• _PASSAGE SHOWN_
[Start of Attachment]

We finished our walk down at the garden and picked a big batch of arugula, cilantro and romaine. Peggi’s making more pasta for a lasagna dish with the last batch of fresh tomatoes sauce. We recorded Atletico vs. FC Barcelona and we’ll watch that one over dinner tonight.
I am not tired of winning. My next door neighbor, Rick, probably won more games than I did this year but I won today and the last time out. He keeps track of these thing on a calendar but doesn’t tally the results until the holidays. The paint has about worn off the shoes and they are starting to rust.
The cold snap we had a few days ago finally did our tomatoes in. Peggi made a fresh sauce with the remaining tomatoes and we had that over her homemade pasta. The arugula and spinach love this weather and the romaine is thriving but the peppers are done. It was so nice tonight we decided to cook out, roasted potatoes and Brussels sprouts.
I am happy to hear the Rochester Red Wings are now a Washington Nationals farm team. I’ve always preferred the National League and grew up when they were affiliated with the Cardinals. I hate the AL’s designated hitter rule.

[End of Attachment]

• _DATASET EXTRACT_

[Start of Attachment]

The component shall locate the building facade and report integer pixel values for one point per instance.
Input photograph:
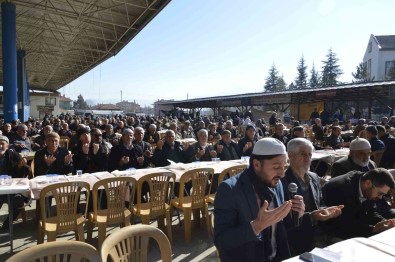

[End of Attachment]

• _PROBLEMS TO WORK ON_
a) Return the text of the journal passage from "We finished our" up to and including "starting to rust.", copied word for word.
b) In the journal passage, which team were the Rochester Red Wings affiliated with when the writer was growing up?

• _RESPONSES FOR EACH TASK_
a)
We finished our walk down at the garden and picked a big batch of arugula, cilantro and romaine. Peggi’s making more pasta for a lasagna dish with the last batch of fresh tomatoes sauce. We recorded Atletico vs. FC Barcelona and we’ll watch that one over dinner tonight.
I am not tired of winning. My next door neighbor, Rick, probably won more games than I did this year but I won today and the last time out. He keeps track of these thing on a calendar but doesn’t tally the results until the holidays. The paint has about worn off the shoes and they are starting to rust.

b) The Cardinals.